C++20 Coroutines and io_uring - Part 1/3

As part of my job I have to deal with quite heavy I/O loads. Multiple times I’ve jumped into a fighting ring facing challenges that demand me to perform thousands of I/O operations in the most efficient way possible. And I haven’t always won. This has directed my attention to more powerful weapons, weapons like io_uring. io_uring is a new asynchronous I/O API in the Linux kernel which offers efficiency and scalability never seen before. With coroutines accepted into the c++20 standard and matured enough implementations at my disposal, I had all I need to forge the ultimate weapon, or at the very least an irresistible hobby project.

In this series of posts we’ll write a program that reads lots of files stored on disk using Linux io_uring and C++20 coroutines. The main motivation comes from the fact that there are lots of in-depth resources for both io_uring and C++20 coroutines, but practically nothing showing how to combine both. We will discover that asynchronous I/O and coroutines go as well together as bread and butter.

■ Data section ■
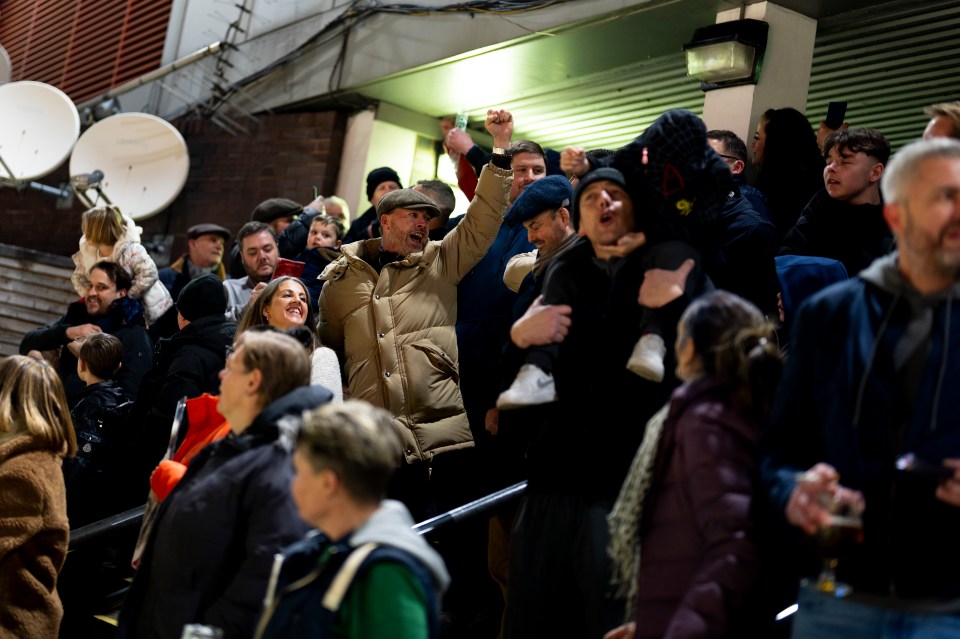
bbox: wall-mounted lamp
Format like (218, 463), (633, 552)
(683, 20), (769, 91)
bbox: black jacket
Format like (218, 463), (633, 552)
(527, 238), (689, 502)
(119, 386), (332, 639)
(704, 196), (780, 314)
(130, 315), (237, 499)
(63, 381), (133, 529)
(20, 297), (153, 406)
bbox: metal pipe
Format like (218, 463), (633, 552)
(77, 41), (222, 111)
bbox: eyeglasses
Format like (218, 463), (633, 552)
(717, 153), (743, 162)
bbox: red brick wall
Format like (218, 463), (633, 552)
(0, 111), (348, 258)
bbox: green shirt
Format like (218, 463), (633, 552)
(334, 561), (430, 639)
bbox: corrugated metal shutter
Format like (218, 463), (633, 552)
(0, 0), (172, 102)
(498, 52), (703, 149)
(496, 0), (960, 149)
(807, 0), (960, 149)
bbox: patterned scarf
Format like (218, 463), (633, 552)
(607, 402), (670, 620)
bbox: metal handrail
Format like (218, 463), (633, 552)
(70, 506), (146, 550)
(413, 481), (527, 535)
(70, 481), (527, 550)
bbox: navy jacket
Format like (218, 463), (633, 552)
(764, 254), (960, 599)
(119, 386), (332, 639)
(128, 315), (237, 499)
(780, 191), (893, 275)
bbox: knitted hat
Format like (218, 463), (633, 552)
(367, 166), (403, 200)
(250, 197), (303, 224)
(568, 167), (627, 229)
(503, 175), (573, 226)
(377, 189), (440, 218)
(187, 224), (230, 242)
(177, 273), (227, 322)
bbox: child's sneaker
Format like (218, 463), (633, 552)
(497, 364), (557, 410)
(627, 333), (667, 382)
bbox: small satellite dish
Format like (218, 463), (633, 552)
(0, 45), (13, 84)
(70, 113), (190, 220)
(0, 81), (80, 182)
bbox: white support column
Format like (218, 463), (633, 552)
(703, 2), (817, 147)
(336, 109), (376, 220)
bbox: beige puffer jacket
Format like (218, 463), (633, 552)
(318, 165), (512, 463)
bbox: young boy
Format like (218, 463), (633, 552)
(297, 215), (345, 311)
(307, 215), (344, 249)
(780, 129), (893, 276)
(63, 333), (133, 528)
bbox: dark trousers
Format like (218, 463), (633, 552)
(504, 496), (626, 639)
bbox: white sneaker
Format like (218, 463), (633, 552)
(497, 364), (557, 410)
(627, 333), (667, 382)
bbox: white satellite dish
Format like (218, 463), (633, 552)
(70, 113), (190, 220)
(0, 81), (80, 182)
(0, 46), (13, 84)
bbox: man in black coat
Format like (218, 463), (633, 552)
(130, 273), (237, 499)
(20, 262), (153, 407)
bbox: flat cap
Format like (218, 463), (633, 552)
(250, 197), (303, 224)
(572, 167), (627, 229)
(377, 189), (440, 217)
(503, 175), (573, 226)
(367, 166), (403, 200)
(187, 224), (230, 242)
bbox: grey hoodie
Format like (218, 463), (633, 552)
(854, 251), (960, 429)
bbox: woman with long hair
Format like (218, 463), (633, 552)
(70, 206), (176, 330)
(0, 355), (77, 639)
(607, 291), (781, 639)
(237, 275), (343, 402)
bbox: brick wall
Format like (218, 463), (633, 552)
(0, 111), (348, 258)
(0, 244), (78, 356)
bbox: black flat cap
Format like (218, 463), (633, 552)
(187, 224), (230, 242)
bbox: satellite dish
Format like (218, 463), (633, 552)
(0, 46), (13, 84)
(0, 81), (80, 182)
(70, 113), (190, 220)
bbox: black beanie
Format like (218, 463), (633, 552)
(367, 166), (403, 200)
(177, 273), (227, 322)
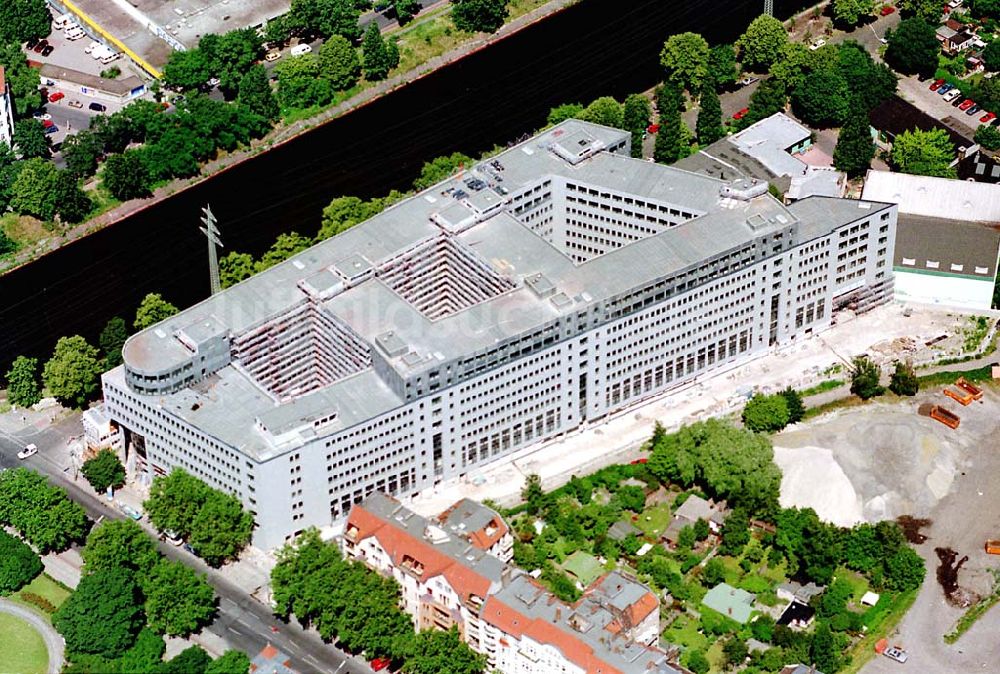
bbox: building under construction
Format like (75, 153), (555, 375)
(103, 120), (896, 547)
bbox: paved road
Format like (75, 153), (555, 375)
(0, 598), (66, 674)
(0, 421), (372, 674)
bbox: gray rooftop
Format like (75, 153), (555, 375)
(123, 120), (884, 459)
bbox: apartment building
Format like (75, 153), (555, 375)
(341, 492), (679, 674)
(103, 120), (896, 547)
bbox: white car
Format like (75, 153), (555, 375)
(882, 646), (910, 664)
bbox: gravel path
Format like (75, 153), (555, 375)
(0, 599), (65, 674)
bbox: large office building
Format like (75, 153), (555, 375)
(103, 120), (896, 547)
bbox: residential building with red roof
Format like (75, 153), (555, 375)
(342, 493), (682, 674)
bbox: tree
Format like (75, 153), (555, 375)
(14, 119), (49, 159)
(890, 129), (955, 178)
(101, 150), (150, 201)
(190, 489), (253, 566)
(403, 627), (486, 674)
(132, 293), (178, 330)
(80, 519), (160, 578)
(451, 0), (508, 33)
(889, 361), (920, 396)
(705, 44), (740, 88)
(896, 0), (942, 25)
(6, 356), (42, 407)
(778, 386), (806, 424)
(142, 559), (216, 637)
(885, 17), (941, 77)
(205, 650), (250, 674)
(361, 21), (399, 82)
(97, 316), (128, 369)
(973, 123), (1000, 150)
(219, 250), (254, 288)
(743, 393), (790, 433)
(660, 33), (709, 92)
(61, 129), (101, 178)
(319, 35), (361, 91)
(695, 82), (726, 147)
(42, 335), (101, 407)
(80, 448), (125, 493)
(143, 468), (212, 538)
(163, 49), (213, 91)
(0, 0), (52, 45)
(851, 356), (883, 400)
(792, 69), (851, 128)
(158, 646), (212, 674)
(52, 171), (94, 223)
(236, 64), (281, 122)
(687, 651), (712, 674)
(52, 569), (144, 658)
(0, 529), (44, 597)
(736, 14), (788, 71)
(121, 627), (167, 674)
(809, 622), (841, 672)
(254, 232), (312, 273)
(833, 108), (875, 178)
(833, 0), (875, 26)
(580, 96), (623, 129)
(653, 82), (684, 164)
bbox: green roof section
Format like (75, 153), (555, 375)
(563, 550), (604, 586)
(701, 583), (757, 625)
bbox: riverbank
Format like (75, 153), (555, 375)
(0, 0), (581, 275)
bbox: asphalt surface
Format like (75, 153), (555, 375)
(0, 597), (66, 674)
(0, 416), (372, 674)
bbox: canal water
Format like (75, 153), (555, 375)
(0, 0), (806, 373)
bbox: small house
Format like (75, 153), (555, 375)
(701, 583), (757, 625)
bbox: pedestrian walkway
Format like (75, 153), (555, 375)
(0, 598), (65, 674)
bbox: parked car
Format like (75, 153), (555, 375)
(882, 646), (910, 663)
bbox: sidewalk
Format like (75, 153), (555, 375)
(410, 303), (984, 516)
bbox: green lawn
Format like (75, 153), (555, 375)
(0, 613), (49, 674)
(632, 503), (670, 541)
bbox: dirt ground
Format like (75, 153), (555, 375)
(775, 386), (1000, 674)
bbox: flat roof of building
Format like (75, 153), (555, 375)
(117, 120), (888, 457)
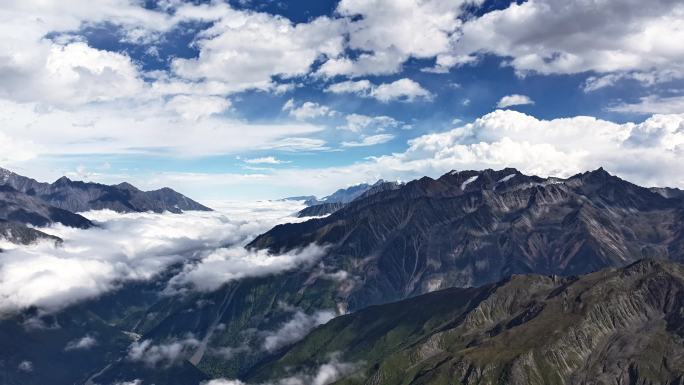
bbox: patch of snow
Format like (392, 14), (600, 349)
(461, 175), (480, 190)
(496, 174), (516, 184)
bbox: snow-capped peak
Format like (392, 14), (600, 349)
(461, 175), (480, 190)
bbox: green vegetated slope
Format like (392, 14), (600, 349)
(248, 260), (684, 385)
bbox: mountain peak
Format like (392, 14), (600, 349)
(53, 176), (72, 185)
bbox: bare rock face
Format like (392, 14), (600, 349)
(0, 169), (211, 213)
(0, 219), (62, 244)
(0, 185), (93, 229)
(251, 260), (684, 385)
(250, 169), (684, 309)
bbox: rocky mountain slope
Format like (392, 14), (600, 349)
(249, 169), (684, 309)
(298, 179), (401, 218)
(0, 169), (211, 213)
(248, 260), (684, 385)
(5, 169), (684, 385)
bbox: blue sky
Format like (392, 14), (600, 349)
(0, 0), (684, 199)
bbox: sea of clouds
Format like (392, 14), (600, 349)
(0, 201), (324, 314)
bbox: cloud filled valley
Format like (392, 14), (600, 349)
(0, 201), (322, 313)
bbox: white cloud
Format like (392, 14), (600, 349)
(319, 0), (481, 77)
(452, 0), (684, 84)
(283, 99), (337, 120)
(608, 95), (684, 115)
(152, 110), (684, 195)
(172, 10), (343, 92)
(244, 156), (289, 164)
(325, 79), (374, 95)
(0, 202), (312, 313)
(338, 114), (406, 132)
(64, 335), (97, 351)
(325, 78), (433, 103)
(0, 100), (324, 161)
(202, 354), (359, 385)
(342, 134), (394, 147)
(17, 361), (33, 372)
(126, 335), (200, 368)
(370, 78), (433, 103)
(263, 310), (335, 352)
(496, 94), (534, 108)
(166, 95), (231, 121)
(167, 245), (325, 293)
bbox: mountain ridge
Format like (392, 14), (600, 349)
(247, 259), (684, 385)
(0, 168), (211, 213)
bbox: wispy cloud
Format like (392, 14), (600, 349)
(0, 202), (314, 314)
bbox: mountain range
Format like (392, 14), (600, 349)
(0, 169), (684, 385)
(0, 169), (210, 213)
(247, 260), (684, 385)
(0, 168), (211, 244)
(292, 179), (402, 218)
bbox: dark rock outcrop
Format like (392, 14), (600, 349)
(0, 169), (211, 213)
(247, 260), (684, 385)
(249, 169), (684, 309)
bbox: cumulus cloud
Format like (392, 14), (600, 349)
(342, 134), (394, 147)
(496, 94), (534, 108)
(0, 0), (336, 162)
(263, 310), (335, 352)
(17, 361), (33, 372)
(319, 0), (482, 77)
(64, 335), (97, 352)
(608, 95), (684, 115)
(0, 202), (312, 314)
(154, 110), (684, 196)
(166, 95), (231, 121)
(451, 0), (684, 84)
(283, 99), (337, 120)
(167, 244), (325, 293)
(171, 10), (343, 92)
(325, 78), (433, 103)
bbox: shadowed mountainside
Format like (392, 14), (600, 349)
(249, 169), (684, 309)
(0, 169), (211, 213)
(249, 260), (684, 385)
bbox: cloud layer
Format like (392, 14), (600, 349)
(0, 202), (322, 314)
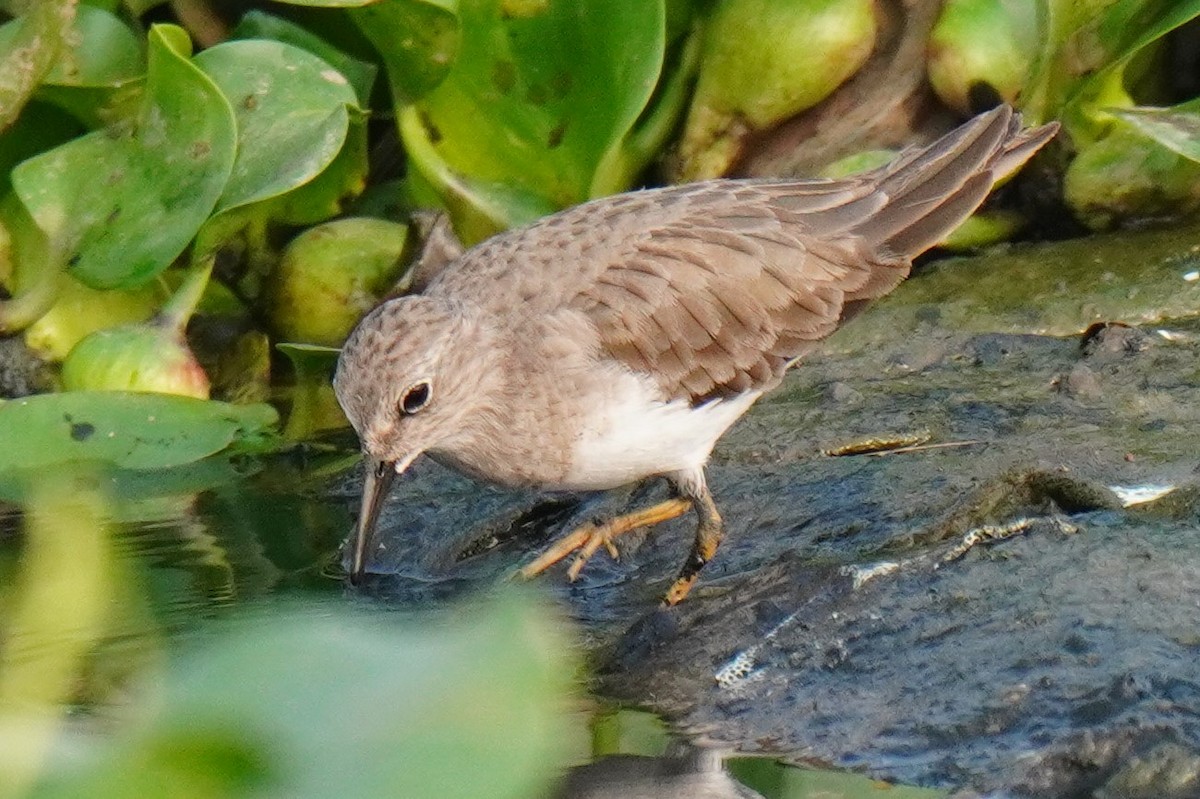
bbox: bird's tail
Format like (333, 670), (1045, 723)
(853, 106), (1058, 259)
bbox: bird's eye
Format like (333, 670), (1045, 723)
(400, 380), (432, 416)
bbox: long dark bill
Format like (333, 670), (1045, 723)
(350, 457), (396, 585)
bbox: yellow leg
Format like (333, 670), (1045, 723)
(662, 488), (725, 605)
(521, 497), (696, 581)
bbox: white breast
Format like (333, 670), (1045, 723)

■ Task to complete ■
Reproduce the passage of the C++20 coroutines and io_uring text above, starting at the words "C++20 Coroutines and" and stopping after the words "irresistible hobby project.".

■ Answer for the task ■
C++20 Coroutines and io_uring - Part 1/3

As part of my job I have to deal with quite heavy I/O loads. Multiple times I’ve jumped into a fighting ring facing challenges that demand me to perform thousands of I/O operations in the most efficient way possible. And I haven’t always won. This has directed my attention to more powerful weapons, weapons like io_uring. io_uring is a new asynchronous I/O API in the Linux kernel which offers efficiency and scalability never seen before. With coroutines accepted into the c++20 standard and matured enough implementations at my disposal, I had all I need to forge the ultimate weapon, or at the very least an irresistible hobby project.